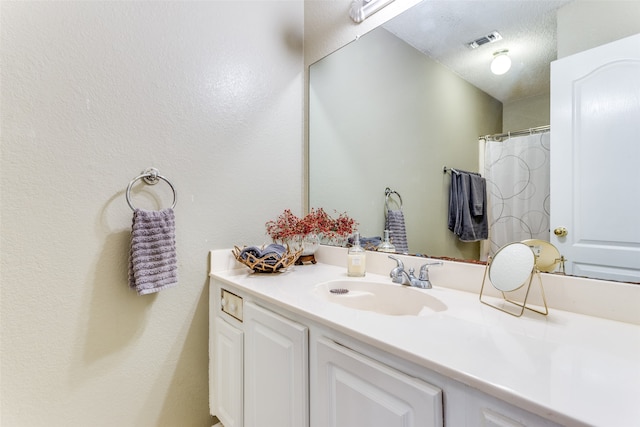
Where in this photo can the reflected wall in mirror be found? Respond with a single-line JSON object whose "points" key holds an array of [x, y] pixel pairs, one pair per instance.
{"points": [[384, 114]]}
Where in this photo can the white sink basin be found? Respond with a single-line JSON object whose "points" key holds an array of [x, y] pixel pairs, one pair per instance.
{"points": [[390, 299]]}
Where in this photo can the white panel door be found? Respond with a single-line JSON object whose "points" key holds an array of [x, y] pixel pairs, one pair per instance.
{"points": [[595, 160], [228, 373], [353, 391], [276, 370]]}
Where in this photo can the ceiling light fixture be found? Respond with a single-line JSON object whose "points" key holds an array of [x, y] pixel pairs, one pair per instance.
{"points": [[501, 62]]}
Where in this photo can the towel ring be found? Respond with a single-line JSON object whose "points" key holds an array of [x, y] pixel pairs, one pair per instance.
{"points": [[151, 177]]}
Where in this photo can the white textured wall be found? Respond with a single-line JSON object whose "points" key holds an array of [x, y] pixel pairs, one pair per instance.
{"points": [[584, 24], [211, 94]]}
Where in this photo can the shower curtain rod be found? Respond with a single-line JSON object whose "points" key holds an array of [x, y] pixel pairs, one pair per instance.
{"points": [[530, 131]]}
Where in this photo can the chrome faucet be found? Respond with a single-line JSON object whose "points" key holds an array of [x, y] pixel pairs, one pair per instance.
{"points": [[401, 276]]}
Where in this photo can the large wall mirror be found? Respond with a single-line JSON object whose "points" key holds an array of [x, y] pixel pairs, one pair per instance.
{"points": [[396, 105]]}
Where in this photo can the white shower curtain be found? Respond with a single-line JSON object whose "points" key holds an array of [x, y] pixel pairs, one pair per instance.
{"points": [[517, 174]]}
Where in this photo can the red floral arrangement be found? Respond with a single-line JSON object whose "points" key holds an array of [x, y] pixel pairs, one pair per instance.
{"points": [[287, 225]]}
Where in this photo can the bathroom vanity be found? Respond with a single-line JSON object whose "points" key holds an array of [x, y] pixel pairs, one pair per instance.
{"points": [[286, 351]]}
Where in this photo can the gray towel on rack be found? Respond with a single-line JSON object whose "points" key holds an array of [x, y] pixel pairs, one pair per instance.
{"points": [[397, 230], [152, 259], [467, 207]]}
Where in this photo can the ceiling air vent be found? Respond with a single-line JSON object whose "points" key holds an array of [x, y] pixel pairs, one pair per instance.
{"points": [[489, 38]]}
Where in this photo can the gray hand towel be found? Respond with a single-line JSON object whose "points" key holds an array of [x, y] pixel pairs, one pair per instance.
{"points": [[464, 198], [152, 259], [397, 230]]}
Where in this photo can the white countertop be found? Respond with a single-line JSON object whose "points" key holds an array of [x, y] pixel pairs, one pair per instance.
{"points": [[570, 368]]}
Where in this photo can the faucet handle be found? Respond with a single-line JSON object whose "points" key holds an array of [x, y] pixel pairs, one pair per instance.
{"points": [[424, 270]]}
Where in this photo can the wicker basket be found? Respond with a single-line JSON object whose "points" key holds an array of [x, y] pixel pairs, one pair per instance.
{"points": [[260, 265]]}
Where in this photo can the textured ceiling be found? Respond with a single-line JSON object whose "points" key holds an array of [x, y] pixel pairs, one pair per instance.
{"points": [[442, 29]]}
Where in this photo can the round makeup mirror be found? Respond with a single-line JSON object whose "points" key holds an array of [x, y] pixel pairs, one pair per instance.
{"points": [[547, 256], [511, 267]]}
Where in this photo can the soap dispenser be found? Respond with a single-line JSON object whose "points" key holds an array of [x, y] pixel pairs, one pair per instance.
{"points": [[386, 245], [356, 258]]}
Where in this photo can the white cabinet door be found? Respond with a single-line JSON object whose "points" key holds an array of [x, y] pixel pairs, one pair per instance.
{"points": [[276, 370], [228, 373], [353, 391], [595, 154]]}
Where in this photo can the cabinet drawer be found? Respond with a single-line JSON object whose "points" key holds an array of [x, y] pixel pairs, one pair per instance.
{"points": [[354, 390]]}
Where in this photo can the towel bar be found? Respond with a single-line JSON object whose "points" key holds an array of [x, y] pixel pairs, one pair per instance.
{"points": [[151, 177]]}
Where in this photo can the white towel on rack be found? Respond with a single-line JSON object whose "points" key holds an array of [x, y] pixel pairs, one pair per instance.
{"points": [[397, 230], [152, 259]]}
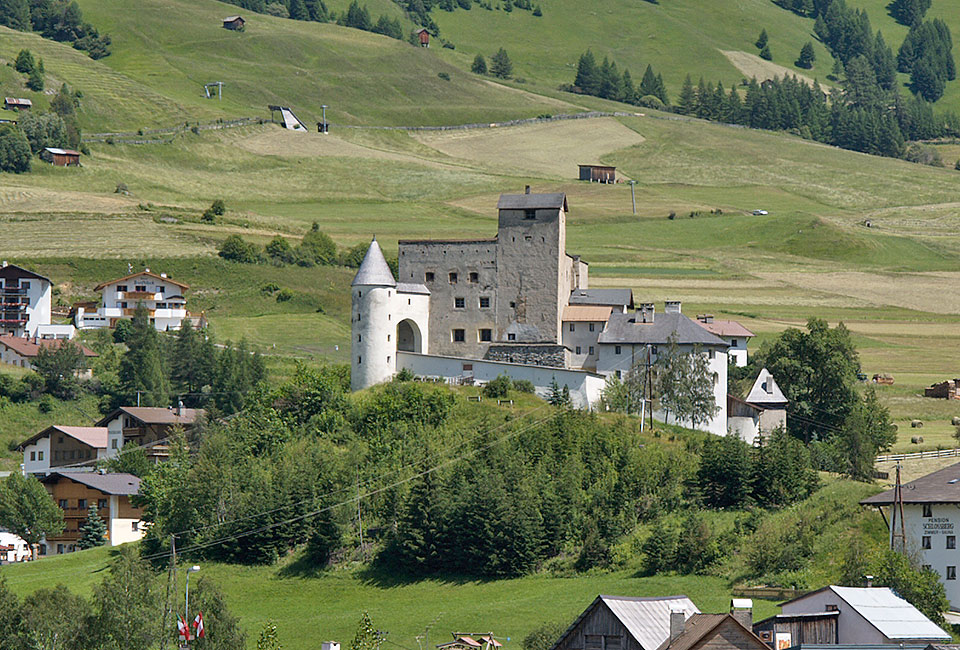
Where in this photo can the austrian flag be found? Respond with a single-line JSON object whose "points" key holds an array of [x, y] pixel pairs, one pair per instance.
{"points": [[198, 625]]}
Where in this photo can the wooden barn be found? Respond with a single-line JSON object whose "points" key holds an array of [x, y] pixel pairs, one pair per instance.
{"points": [[785, 630], [235, 23], [61, 157], [17, 104], [598, 173]]}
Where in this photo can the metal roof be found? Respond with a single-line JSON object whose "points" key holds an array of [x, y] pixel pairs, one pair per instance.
{"points": [[624, 328], [765, 391], [942, 486], [555, 201], [374, 269], [612, 297]]}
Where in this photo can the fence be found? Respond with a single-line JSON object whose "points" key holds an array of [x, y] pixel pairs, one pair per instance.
{"points": [[939, 453]]}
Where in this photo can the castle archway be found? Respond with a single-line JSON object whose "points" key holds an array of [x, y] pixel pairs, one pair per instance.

§ **AIM**: Leave out the pictures and restate everything else word for word.

§ **REPLY**:
Where in this photo can the reflected wall in mirror be found? Respond with a single-line JSON object whose "points" key holds an array of [x, y] pixel pairs, one pair per instance.
{"points": [[384, 114]]}
Where in this photo can the white sink basin be found? Respond with a single-line JSON object whose "points" key holds an array of [x, y] pixel pairs, one pair per instance.
{"points": [[390, 299]]}
Where in this photo can the white panel door be found? Respond with a single-line JSON object whose "points" key holds an array of [x, y] pixel pairs, one pair per instance.
{"points": [[595, 160], [228, 373], [353, 391], [276, 370]]}
Where in this photo can the ceiling light fixture be found? Respond with a single-line JSON object whose "points" key holds an array of [x, y] pixel pairs, one pair per instance.
{"points": [[501, 62]]}
Where in this photo can the towel ring be found? Respond with a single-line JSON object whose "points" key holds an array of [x, y] pixel pairs, one pair per instance.
{"points": [[151, 177]]}
Where in this photo can the white textured wall be found? Respond with a single-line JSON object whose "points" key holds an array of [x, y] pixel pairs, one pair per instance.
{"points": [[584, 24], [211, 94]]}
Where in this photo can the shower curtain rod be found? Respond with a single-line JSON object whose "points" key holds an array of [x, y] pixel pairs, one pair per instance.
{"points": [[530, 131]]}
Where in this photo can the chrome faucet be found? Respond with a single-line JSON object whose "points" key holds an array of [x, y] pixel pairs, one pair per instance.
{"points": [[401, 276]]}
Where in this photo can the large wall mirror be found? Respond with a single-line JSON object whose "points" key holds an array of [x, y] pixel pairs, one pair per instance.
{"points": [[396, 105]]}
Where in this photo can the white shower curtain be found? Respond with a single-line JSON object whose "points" key holds an array of [x, y] pixel pairs, one pair per instance.
{"points": [[517, 174]]}
Where in this photo can the red floral arrangement be found? Respond with a single-line JSON object whose "points" key holds an array of [x, y] pixel pairs, one pair per instance.
{"points": [[287, 225]]}
Where in this photo can the bathroom vanity be found? Respond with a single-line JSON object whose "points" key holds an array of [x, y] pixel pairs, one pair per instance.
{"points": [[286, 351]]}
Where in this photo can the gray towel on rack be found? Respond with a single-line JSON object whose "points" key holds an array of [x, y] pixel pairs, one pair per instance.
{"points": [[397, 230], [152, 259], [467, 207]]}
Where in this photo can the ceiling air vent be found? Respond with a single-line JSON object whose "points" key holds an array of [x, y] pixel pairs, one pair per instance.
{"points": [[489, 38]]}
Where in this photo can the gray hand towel be found? Respond with a single-line JSON object whose "points" key holds an array of [x, y] pixel pairs, one pair per instance.
{"points": [[464, 198], [152, 259], [397, 230]]}
Where in this photo can the white countertop be found? Respond with a single-line JSON object whose "points" key holds an array of [x, y] pixel pairs, one pair per instance.
{"points": [[570, 368]]}
Where in this photo can the faucet handle be found? Respond with a single-line JSON object whose "points" key holds an array of [x, y] pixel pairs, one pair per instance.
{"points": [[424, 270]]}
Where in this photo can the wicker basket be found? Respond with a single-line JSON object whose "points" key holds an array of [x, y] pixel pairs, one pair per instance.
{"points": [[260, 265]]}
Where in this photo can the textured ceiling be found? Respond with a single-line JSON object whose "points" key holds an array of [x, y] pixel pairs, one pair per instance.
{"points": [[442, 29]]}
Where in this photo can the round makeup mirror be found? Respond with a single-line JSON object whose "points" key holds an array of [x, y] pixel pairs, one pair per instance.
{"points": [[547, 256], [511, 267]]}
Where in this photo can the soap dispenser be found? Respond with a single-line JSON object whose "points" key holds an array of [x, y] pixel pairs, one pair per instance.
{"points": [[386, 245], [356, 258]]}
Where in this photo can the white cabinet door be found? Respond with a single-line JSON object whose "points" key holds an array of [x, y] pixel pairs, one pair per instance.
{"points": [[276, 370], [228, 373], [353, 391], [595, 154]]}
Where in this photo can the cabinet drawer be found? Respond with a single-line JSON object whose "points" key holds an array of [x, y] pixel pairs, one pair per instance.
{"points": [[354, 390]]}
Where in this photo can the towel bar be found? Respond with a single-line JSON object whose "points" key holds an array of [x, y] pixel pairs, one pair per instance.
{"points": [[151, 177]]}
Where in this photo can the white towel on rack be found? Respond with a single-line JSON object whose "points" key holds an array of [x, y] pixel pairs, one pair per instance.
{"points": [[397, 230], [152, 259]]}
Where in this photo can the austrian flag be found? Respond with a single-line JSON object whose "points" key holds an array of [x, y] pixel pairs, one pair per instance.
{"points": [[198, 625]]}
Where in this photo can the wooden barn be found? Respond with a single-line JSON object whose "points" key holds an array of [x, y] pixel pairs, one pair per instance.
{"points": [[785, 630], [235, 23], [61, 157], [17, 104], [598, 173]]}
Where in this photo can the metal roof be found? Respond with a single-line JSON object whose "points" key holds an array of [x, y] pixel pairs, one pair per instance.
{"points": [[624, 328], [765, 391], [942, 486], [555, 201], [374, 269], [612, 297]]}
Where in this photo can the fence be found? Respond with a single-line JSON object whose "points" key holds an array of [x, y] pixel pairs, one pair per instance.
{"points": [[939, 453]]}
Where in this photo can the castle archway be found? Respond with a single-line JSON object whose "points" key holds an array of [x, y] pixel pairs, one pair per instance.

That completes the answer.